Manuel Rodríguez Rivero

Vuelven los ángeles. Legiones de ellos. Y en todas sus categorías: la de los altos consejeros celestiales (serafines, querubines, tronos), la de los gobernadores y administradores de lo alto (dominaciones, virtudes, potestades), la de los mensajeros divinos más o menos de a pie, aunque también fuesen creados con alas (principados, arcángeles, simples ángeles). Pero, sobre todo, vuelven los ángeles caídos, aquellos que echaron a perder su carrera y ahora exhiben su estupefaciente belleza, su enfermizo erotismo desencantado que les incita -como a los nephilim del apócrifo libro bíblico de Enoch- a aparearse con las mortales más jóvenes y bellas, como si en ellas pudieran hallar la otra parte de una naturaleza tan incompleta como añorada. Como sabemos desde Rilke, todo ángel es terrible. Pero los que cayeron son, además, un espejo. Y, ahora, un negocio.

» **Registros mostrados**
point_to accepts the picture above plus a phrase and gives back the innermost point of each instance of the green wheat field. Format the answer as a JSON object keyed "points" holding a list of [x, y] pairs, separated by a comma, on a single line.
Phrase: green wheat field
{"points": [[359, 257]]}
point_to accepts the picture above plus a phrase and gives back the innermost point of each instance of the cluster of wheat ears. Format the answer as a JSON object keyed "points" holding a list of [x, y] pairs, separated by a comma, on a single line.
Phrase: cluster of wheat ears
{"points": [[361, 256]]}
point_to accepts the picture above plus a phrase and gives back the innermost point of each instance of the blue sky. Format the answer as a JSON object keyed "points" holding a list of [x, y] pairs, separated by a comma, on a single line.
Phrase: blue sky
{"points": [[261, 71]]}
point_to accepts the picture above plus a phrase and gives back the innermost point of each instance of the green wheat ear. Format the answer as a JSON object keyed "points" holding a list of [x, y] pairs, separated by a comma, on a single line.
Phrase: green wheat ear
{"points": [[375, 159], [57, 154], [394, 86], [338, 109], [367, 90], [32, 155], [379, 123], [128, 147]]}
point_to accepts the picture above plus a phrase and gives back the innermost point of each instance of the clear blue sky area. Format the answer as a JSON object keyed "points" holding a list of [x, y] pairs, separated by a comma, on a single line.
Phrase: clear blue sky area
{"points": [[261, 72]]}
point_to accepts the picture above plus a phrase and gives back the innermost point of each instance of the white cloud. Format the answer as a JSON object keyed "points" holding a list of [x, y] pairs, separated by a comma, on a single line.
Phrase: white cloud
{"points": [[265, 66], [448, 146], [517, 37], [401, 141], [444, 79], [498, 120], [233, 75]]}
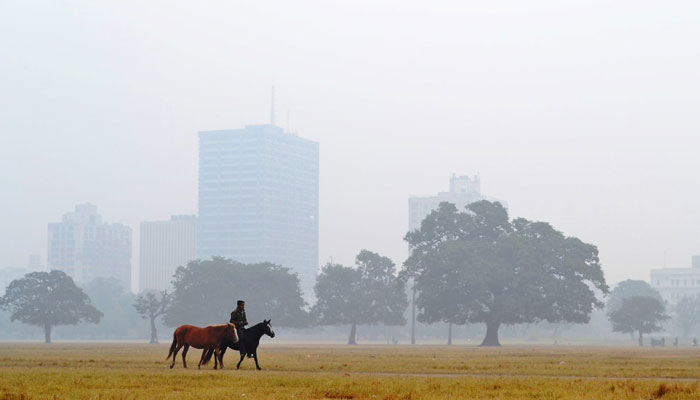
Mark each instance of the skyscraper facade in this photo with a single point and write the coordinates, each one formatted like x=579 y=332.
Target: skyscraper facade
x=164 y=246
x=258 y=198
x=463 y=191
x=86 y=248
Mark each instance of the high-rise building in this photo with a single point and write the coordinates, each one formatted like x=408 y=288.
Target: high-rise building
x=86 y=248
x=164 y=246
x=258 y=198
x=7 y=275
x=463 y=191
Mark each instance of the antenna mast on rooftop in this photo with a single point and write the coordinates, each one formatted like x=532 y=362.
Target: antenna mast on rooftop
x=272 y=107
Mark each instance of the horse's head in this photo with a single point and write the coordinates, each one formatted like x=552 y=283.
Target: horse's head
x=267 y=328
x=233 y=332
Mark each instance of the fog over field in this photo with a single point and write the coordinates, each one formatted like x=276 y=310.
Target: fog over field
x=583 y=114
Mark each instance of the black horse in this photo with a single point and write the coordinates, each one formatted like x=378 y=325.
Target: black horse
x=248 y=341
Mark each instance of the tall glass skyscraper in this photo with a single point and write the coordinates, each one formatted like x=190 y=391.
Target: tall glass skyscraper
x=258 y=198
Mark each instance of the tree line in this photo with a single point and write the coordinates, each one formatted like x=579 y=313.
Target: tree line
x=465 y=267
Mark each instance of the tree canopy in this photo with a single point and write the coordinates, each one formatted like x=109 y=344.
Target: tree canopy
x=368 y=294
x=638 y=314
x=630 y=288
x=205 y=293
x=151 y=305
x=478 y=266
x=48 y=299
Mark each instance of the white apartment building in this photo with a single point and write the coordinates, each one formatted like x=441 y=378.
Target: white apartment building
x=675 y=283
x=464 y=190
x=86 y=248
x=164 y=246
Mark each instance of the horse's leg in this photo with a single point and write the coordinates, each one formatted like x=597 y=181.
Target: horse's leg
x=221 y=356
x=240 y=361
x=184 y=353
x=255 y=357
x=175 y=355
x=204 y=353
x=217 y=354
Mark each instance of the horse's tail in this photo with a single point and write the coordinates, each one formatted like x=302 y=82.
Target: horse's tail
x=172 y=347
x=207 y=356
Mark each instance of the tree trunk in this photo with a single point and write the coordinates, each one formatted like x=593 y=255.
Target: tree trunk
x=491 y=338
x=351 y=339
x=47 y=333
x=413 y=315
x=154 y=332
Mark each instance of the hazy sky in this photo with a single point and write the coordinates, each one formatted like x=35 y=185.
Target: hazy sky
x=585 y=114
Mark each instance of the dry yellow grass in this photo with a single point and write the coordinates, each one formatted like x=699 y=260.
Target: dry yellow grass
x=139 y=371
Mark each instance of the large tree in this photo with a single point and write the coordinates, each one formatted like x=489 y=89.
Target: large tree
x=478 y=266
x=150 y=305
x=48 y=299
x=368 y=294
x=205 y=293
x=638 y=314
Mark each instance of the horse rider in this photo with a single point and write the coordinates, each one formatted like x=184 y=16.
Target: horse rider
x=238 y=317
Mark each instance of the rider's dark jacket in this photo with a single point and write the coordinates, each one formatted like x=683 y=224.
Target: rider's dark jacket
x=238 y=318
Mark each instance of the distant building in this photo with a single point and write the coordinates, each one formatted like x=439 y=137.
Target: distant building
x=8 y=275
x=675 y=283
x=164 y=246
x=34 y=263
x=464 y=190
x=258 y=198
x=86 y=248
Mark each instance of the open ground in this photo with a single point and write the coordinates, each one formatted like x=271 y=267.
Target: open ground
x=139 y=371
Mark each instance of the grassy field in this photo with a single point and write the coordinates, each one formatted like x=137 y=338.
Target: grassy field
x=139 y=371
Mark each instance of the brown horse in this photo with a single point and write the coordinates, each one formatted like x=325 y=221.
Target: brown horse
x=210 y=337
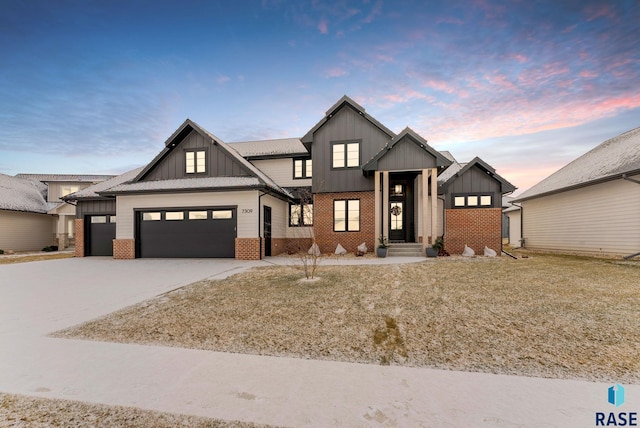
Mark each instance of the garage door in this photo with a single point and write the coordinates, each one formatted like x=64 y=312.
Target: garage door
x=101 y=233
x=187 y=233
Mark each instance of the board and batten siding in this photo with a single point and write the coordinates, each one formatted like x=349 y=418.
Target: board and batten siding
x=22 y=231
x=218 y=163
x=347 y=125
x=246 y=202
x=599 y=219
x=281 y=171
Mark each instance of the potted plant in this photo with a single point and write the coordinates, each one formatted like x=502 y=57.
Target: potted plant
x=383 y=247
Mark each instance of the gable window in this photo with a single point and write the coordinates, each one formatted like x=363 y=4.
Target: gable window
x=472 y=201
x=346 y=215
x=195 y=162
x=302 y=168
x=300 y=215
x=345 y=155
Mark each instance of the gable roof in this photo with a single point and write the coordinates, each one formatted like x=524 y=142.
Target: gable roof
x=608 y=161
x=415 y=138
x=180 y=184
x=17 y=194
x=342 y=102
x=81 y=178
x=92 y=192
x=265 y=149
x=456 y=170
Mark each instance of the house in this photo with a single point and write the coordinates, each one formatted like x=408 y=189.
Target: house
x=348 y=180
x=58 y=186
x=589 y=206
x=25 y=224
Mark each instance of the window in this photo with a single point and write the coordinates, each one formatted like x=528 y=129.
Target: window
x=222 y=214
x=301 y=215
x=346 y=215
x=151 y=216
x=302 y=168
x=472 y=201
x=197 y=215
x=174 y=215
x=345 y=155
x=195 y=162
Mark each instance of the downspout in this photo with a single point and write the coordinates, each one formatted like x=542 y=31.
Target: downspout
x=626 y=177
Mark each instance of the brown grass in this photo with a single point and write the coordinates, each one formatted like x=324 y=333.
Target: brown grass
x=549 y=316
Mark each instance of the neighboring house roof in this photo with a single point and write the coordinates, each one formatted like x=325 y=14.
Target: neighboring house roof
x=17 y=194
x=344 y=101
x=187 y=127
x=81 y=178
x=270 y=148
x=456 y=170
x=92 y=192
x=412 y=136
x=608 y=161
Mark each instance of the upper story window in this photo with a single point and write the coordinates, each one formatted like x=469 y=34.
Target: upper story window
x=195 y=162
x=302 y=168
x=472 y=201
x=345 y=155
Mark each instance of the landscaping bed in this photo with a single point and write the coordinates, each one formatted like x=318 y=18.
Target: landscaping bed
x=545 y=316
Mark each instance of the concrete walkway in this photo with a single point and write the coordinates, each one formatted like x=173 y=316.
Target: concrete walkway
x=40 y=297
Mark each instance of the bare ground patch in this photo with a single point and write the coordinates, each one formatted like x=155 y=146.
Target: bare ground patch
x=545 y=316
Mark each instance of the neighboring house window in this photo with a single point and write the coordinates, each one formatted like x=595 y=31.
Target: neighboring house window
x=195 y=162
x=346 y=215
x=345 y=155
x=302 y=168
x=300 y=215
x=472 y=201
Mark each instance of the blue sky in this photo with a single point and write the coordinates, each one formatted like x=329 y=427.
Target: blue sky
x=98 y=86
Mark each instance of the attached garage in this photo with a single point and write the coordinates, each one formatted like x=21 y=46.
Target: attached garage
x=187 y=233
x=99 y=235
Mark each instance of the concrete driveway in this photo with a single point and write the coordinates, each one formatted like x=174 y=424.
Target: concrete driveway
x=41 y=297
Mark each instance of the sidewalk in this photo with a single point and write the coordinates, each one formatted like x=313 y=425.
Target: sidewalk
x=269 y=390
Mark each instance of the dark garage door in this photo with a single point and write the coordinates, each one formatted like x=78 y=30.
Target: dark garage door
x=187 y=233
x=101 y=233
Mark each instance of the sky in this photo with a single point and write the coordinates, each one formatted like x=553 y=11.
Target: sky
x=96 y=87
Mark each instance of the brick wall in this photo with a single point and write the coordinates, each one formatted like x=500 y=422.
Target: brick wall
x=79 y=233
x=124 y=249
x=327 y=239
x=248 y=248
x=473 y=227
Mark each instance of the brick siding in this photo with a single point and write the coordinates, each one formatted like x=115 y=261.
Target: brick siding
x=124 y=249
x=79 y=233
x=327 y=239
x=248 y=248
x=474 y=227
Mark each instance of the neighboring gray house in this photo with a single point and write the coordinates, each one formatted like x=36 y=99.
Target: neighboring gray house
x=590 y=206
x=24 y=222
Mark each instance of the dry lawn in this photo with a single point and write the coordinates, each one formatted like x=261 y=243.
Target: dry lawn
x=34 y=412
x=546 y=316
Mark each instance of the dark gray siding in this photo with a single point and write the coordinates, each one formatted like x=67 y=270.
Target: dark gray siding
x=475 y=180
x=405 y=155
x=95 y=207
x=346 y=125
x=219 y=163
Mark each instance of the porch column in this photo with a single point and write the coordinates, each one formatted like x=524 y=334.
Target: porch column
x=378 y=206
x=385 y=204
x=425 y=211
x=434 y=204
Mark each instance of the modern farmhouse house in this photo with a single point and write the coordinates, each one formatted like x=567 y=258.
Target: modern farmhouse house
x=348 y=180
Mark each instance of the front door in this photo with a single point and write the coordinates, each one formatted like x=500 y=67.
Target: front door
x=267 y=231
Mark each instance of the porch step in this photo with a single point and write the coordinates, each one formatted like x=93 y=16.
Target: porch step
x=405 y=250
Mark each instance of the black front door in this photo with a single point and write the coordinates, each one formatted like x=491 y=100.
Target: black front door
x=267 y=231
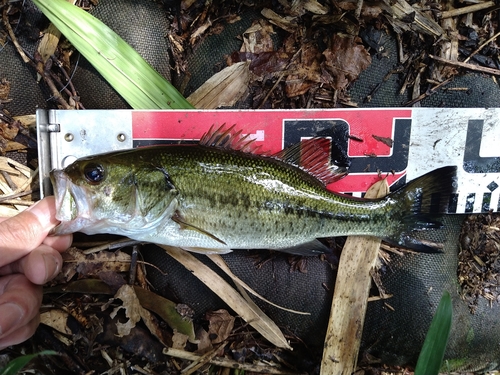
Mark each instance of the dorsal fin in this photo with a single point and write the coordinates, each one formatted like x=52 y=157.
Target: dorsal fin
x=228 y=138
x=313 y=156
...
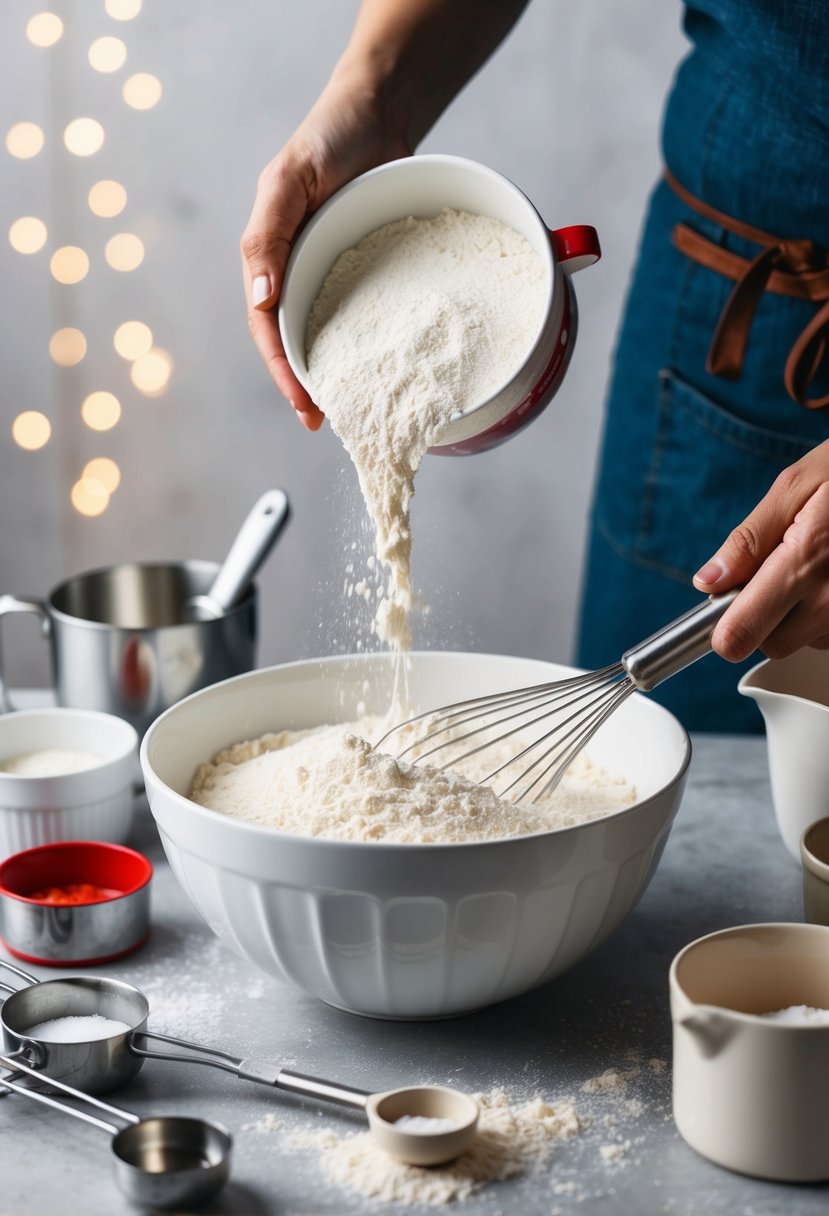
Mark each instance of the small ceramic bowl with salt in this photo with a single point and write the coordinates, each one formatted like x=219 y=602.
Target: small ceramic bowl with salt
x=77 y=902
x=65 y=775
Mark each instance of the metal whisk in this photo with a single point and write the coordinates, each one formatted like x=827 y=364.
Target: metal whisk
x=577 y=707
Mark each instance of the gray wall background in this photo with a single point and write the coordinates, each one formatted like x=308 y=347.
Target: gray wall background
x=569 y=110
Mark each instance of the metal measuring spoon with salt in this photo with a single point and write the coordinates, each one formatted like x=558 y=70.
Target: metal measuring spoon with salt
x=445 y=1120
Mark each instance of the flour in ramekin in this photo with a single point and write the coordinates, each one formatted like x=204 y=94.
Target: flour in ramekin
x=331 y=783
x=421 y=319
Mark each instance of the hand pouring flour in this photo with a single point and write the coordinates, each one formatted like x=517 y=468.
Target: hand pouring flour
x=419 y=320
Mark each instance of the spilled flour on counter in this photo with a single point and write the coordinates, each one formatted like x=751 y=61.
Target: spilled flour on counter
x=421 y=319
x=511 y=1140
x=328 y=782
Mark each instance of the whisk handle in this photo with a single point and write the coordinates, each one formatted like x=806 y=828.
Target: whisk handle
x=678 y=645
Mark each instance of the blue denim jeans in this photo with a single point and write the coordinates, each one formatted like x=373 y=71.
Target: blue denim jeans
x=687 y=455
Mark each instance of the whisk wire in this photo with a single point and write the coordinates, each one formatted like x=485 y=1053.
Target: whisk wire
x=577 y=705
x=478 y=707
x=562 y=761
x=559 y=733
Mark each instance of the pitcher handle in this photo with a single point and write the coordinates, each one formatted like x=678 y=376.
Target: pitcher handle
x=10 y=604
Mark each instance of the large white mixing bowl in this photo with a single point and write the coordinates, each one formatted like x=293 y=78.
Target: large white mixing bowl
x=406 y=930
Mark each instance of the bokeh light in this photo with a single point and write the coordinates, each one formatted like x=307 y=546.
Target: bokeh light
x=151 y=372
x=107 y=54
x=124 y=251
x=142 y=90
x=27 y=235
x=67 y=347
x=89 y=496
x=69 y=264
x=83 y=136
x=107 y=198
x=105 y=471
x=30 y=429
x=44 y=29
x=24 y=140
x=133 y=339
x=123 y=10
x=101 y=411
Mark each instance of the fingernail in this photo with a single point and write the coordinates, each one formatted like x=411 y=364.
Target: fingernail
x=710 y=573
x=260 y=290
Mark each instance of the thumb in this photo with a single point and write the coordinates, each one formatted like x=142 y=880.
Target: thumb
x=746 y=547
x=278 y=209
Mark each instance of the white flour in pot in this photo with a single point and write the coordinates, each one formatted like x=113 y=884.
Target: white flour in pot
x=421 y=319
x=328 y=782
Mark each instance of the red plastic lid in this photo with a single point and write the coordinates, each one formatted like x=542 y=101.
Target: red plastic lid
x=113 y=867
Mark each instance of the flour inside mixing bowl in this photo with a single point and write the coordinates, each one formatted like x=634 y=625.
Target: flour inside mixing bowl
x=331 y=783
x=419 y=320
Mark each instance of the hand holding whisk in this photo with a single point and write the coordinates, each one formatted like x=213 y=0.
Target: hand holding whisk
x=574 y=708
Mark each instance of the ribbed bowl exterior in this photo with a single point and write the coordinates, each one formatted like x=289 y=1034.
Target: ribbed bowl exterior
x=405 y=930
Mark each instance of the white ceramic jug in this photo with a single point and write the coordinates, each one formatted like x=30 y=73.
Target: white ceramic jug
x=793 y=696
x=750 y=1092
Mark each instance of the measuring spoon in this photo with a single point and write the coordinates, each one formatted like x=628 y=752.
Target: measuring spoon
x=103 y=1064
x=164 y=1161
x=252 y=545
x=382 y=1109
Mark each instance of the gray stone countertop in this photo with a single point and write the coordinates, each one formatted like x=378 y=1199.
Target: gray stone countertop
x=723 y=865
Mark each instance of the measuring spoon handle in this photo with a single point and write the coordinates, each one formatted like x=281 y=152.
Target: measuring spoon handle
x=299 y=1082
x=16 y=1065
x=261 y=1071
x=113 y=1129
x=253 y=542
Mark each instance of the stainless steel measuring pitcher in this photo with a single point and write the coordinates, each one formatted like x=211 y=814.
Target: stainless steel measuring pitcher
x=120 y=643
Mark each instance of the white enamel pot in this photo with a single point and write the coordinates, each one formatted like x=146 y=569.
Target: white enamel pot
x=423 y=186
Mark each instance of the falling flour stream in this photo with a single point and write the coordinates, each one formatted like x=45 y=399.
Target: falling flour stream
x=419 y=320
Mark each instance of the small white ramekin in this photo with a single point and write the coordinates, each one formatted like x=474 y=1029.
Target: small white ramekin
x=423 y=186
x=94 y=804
...
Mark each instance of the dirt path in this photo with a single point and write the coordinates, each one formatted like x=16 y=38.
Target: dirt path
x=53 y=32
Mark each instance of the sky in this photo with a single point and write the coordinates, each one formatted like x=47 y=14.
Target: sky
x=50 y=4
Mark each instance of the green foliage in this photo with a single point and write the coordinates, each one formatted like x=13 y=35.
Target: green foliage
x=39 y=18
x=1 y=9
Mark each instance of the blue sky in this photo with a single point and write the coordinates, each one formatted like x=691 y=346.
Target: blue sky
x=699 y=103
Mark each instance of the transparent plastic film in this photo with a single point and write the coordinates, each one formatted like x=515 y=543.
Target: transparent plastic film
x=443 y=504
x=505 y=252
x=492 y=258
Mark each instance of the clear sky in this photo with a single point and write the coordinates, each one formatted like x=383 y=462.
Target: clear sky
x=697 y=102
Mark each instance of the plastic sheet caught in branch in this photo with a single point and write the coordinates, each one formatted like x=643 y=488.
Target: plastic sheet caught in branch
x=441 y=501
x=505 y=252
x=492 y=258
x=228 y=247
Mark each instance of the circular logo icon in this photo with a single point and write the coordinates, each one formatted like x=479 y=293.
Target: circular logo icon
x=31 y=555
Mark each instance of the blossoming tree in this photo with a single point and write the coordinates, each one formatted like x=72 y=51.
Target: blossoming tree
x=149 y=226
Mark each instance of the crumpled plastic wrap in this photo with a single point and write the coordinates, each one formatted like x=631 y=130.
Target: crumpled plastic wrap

» **Tareas asignadas**
A. Devuelve sin cambios el trozo del fragmento sobre los ángeles, empezando por "Vuelven los ángeles." y siguiendo hasta "ahora, un negocio.".
B. Según el fragmento sobre los ángeles, ¿desde quién sabemos que todo ángel es terrible?
Responde usando solo el fragmento, sin nada de fuera.

» **Respuestas**
A.
Vuelven los ángeles. Legiones de ellos. Y en todas sus categorías: la de los altos consejeros celestiales (serafines, querubines, tronos), la de los gobernadores y administradores de lo alto (dominaciones, virtudes, potestades), la de los mensajeros divinos más o menos de a pie, aunque también fuesen creados con alas (principados, arcángeles, simples ángeles). Pero, sobre todo, vuelven los ángeles caídos, aquellos que echaron a perder su carrera y ahora exhiben su estupefaciente belleza, su enfermizo erotismo desencantado que les incita -como a los nephilim del apócrifo libro bíblico de Enoch- a aparearse con las mortales más jóvenes y bellas, como si en ellas pudieran hallar la otra parte de una naturaleza tan incompleta como añorada. Como sabemos desde Rilke, todo ángel es terrible. Pero los que cayeron son, además, un espejo. Y, ahora, un negocio.

B. Desde Rilke.